> _Exercise objective_: Search the data below for the string "positive" and copy all lines where it shows up.

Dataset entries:
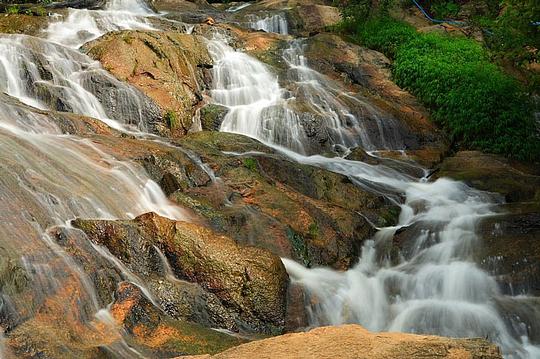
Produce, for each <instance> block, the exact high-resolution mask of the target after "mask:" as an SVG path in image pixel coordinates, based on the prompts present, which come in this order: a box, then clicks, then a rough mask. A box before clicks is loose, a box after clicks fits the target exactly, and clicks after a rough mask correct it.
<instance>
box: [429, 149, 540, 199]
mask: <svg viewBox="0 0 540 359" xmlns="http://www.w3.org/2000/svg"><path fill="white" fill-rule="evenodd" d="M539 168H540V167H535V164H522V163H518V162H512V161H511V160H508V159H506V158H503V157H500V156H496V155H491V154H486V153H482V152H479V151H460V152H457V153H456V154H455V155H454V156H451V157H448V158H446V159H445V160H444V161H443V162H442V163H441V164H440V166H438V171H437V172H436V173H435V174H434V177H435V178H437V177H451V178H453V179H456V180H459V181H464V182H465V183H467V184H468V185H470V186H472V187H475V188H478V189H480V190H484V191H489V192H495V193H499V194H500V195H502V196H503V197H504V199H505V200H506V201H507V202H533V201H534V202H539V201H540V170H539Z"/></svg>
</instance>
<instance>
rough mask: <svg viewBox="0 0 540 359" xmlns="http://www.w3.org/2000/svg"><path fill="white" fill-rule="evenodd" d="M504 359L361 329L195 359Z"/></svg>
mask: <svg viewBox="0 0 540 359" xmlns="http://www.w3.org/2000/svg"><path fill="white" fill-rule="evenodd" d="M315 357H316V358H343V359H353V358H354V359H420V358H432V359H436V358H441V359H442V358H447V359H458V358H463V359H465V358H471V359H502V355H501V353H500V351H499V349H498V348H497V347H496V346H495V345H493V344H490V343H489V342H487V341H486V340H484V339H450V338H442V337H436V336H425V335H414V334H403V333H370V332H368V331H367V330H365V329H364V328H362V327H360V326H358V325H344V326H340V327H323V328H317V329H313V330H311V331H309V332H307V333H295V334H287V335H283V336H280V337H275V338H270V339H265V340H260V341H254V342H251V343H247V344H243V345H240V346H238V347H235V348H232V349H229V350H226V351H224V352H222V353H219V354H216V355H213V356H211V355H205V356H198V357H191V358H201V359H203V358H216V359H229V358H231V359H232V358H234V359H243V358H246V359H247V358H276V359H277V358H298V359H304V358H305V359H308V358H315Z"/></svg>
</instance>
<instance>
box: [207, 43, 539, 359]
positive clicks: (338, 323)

--

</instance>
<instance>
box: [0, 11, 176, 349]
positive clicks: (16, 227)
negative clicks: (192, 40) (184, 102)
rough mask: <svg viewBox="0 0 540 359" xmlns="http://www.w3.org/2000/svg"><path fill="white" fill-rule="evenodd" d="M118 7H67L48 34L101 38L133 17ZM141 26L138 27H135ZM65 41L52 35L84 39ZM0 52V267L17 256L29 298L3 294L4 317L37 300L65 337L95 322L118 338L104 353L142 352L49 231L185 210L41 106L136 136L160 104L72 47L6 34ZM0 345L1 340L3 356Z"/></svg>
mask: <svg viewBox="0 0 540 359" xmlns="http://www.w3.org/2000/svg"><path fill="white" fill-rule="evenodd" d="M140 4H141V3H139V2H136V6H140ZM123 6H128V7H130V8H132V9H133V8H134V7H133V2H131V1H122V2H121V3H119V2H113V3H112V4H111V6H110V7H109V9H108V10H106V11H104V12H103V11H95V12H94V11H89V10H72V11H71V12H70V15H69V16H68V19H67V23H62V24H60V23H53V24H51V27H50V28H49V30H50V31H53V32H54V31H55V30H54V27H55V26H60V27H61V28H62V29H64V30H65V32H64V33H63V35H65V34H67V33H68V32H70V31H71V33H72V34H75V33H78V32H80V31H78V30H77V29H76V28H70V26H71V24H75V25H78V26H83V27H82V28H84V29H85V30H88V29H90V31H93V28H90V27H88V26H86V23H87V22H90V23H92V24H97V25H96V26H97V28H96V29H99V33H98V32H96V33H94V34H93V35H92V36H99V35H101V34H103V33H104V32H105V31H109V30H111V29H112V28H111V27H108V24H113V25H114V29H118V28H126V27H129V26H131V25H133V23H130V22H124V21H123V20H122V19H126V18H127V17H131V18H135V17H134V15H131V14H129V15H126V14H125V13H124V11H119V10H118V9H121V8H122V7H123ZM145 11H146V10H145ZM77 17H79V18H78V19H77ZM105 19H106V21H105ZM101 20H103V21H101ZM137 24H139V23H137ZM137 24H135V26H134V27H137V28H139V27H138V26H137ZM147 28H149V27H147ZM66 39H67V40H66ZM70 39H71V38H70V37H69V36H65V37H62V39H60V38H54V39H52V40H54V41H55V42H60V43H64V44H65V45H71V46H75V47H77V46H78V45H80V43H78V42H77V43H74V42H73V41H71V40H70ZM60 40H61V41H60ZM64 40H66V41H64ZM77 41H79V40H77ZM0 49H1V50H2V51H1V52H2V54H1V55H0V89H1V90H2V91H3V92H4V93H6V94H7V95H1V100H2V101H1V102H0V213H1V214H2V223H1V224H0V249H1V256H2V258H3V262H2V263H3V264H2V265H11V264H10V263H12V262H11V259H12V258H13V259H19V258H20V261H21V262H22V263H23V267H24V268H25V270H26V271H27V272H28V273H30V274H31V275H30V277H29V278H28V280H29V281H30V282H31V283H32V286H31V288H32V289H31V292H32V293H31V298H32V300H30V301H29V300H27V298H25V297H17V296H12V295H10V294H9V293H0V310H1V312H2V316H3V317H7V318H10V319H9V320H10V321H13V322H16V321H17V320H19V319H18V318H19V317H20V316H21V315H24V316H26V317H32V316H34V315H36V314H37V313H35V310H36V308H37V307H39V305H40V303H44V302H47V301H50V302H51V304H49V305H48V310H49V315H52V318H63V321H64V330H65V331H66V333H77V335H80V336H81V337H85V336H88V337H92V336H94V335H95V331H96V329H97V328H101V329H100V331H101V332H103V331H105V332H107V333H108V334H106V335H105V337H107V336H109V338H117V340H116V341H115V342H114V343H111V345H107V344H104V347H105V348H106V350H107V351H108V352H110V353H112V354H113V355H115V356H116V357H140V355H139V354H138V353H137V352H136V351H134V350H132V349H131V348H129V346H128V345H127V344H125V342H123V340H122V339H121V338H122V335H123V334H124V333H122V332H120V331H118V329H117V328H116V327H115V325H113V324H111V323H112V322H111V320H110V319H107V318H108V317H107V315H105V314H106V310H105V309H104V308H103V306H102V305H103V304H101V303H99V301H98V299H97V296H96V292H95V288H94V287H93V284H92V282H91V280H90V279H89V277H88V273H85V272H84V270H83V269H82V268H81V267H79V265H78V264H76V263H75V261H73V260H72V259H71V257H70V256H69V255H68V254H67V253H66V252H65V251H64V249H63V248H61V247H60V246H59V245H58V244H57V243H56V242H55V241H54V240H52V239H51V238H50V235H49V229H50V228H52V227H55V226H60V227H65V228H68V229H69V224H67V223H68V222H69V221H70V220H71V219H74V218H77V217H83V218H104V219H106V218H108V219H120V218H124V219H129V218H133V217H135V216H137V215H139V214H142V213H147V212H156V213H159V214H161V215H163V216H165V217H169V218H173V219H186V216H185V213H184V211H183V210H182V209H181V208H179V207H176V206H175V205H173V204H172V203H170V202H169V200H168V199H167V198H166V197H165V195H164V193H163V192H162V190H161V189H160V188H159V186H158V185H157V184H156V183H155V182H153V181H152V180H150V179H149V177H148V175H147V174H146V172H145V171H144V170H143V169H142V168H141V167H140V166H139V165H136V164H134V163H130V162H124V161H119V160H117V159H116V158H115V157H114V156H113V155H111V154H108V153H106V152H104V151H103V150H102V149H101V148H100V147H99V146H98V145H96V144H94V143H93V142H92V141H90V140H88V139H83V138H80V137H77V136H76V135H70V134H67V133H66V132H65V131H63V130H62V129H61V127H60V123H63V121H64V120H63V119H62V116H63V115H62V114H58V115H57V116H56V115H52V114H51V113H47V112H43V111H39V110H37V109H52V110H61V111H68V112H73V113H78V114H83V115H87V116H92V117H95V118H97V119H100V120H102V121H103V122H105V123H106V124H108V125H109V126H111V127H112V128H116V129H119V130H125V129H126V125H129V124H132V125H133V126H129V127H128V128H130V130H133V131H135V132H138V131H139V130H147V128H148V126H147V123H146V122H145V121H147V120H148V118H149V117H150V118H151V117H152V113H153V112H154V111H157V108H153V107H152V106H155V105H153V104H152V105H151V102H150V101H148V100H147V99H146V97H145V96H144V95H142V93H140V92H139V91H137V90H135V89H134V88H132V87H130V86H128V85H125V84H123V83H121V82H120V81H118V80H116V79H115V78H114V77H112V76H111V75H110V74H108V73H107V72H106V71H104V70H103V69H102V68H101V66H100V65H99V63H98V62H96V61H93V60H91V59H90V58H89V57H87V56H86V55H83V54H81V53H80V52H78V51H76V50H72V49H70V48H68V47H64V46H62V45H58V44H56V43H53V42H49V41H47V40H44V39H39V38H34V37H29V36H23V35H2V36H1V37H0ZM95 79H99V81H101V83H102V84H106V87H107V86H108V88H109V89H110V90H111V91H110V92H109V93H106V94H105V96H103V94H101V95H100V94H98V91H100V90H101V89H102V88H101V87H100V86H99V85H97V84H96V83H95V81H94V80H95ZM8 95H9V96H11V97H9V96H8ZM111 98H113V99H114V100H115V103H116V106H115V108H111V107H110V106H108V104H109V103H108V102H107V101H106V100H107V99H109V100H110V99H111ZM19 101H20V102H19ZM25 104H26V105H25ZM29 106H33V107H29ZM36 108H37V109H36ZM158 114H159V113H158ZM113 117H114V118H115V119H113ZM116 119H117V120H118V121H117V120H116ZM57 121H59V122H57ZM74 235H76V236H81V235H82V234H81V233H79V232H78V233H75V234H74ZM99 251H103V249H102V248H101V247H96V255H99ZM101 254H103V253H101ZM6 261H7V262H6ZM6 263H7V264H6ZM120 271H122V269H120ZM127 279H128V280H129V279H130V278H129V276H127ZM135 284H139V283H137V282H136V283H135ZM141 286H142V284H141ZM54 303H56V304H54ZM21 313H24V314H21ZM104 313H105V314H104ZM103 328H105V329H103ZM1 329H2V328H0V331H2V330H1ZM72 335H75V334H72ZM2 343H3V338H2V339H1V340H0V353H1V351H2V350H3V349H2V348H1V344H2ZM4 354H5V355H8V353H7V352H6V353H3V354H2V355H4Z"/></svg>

> _Answer below_:
positive clicks: (338, 323)
positive clicks: (16, 227)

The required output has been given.